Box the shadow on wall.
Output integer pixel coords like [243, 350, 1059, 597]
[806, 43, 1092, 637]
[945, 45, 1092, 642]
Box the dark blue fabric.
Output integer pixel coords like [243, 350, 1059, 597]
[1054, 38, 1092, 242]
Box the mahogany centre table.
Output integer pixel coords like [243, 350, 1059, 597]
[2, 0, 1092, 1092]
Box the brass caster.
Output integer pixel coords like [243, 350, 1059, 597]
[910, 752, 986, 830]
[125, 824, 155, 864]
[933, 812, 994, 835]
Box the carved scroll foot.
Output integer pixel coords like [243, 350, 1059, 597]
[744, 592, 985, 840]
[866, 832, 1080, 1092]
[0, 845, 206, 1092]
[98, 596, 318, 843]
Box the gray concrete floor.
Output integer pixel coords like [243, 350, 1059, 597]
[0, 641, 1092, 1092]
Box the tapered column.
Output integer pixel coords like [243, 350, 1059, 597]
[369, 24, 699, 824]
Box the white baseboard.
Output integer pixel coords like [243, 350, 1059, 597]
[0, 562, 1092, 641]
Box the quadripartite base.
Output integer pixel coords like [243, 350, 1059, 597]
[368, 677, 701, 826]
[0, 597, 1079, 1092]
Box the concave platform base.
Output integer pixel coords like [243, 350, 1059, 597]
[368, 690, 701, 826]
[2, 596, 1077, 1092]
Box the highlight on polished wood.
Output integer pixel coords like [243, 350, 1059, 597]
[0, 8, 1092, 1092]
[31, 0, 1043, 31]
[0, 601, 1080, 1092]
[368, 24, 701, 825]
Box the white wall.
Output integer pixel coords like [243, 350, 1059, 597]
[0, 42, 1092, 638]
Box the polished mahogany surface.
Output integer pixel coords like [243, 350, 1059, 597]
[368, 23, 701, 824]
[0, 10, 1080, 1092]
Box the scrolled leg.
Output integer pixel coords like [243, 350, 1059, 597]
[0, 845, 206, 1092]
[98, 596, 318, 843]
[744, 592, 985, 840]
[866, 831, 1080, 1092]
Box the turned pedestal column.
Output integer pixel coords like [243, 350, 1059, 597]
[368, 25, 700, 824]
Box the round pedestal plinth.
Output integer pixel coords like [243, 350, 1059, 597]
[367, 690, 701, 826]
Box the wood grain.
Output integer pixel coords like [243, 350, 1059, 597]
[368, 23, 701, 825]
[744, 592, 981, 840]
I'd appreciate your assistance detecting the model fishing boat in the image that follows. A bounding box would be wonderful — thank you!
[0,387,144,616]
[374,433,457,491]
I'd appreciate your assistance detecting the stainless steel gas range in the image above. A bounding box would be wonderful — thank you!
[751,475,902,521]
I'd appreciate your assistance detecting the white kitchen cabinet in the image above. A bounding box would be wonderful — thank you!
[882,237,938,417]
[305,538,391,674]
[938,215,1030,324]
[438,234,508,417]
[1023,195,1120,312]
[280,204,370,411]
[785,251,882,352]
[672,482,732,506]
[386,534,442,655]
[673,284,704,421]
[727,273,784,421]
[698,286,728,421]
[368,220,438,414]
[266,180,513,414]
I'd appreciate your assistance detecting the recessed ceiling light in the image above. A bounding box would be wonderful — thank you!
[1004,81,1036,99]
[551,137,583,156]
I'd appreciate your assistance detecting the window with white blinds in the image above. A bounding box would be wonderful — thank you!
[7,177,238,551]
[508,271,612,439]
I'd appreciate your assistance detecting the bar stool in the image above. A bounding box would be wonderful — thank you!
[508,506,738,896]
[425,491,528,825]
◇ ◇ ◇ ◇ ◇
§ **Aim**
Rescale the items from the first line through the line containing "[2, 0, 1092, 1092]", and reproduce every line in that range, requests included. Multiply each coordinate in the answers by 2.25 and round to whole numbers with halves going up, leaving the requests and their sample coordinates unchanged.

§ **Solution to this problem**
Box the shadow on wall.
Output integer pixel coords like [243, 350, 1059, 597]
[1814, 97, 2457, 1433]
[2126, 101, 2457, 1445]
Box the dark blue fabric.
Output integer pixel coords like [243, 350, 1059, 597]
[2372, 86, 2457, 545]
Box the mahogany centre table.
Output integer pixel coords like [243, 350, 1059, 597]
[5, 0, 2457, 2457]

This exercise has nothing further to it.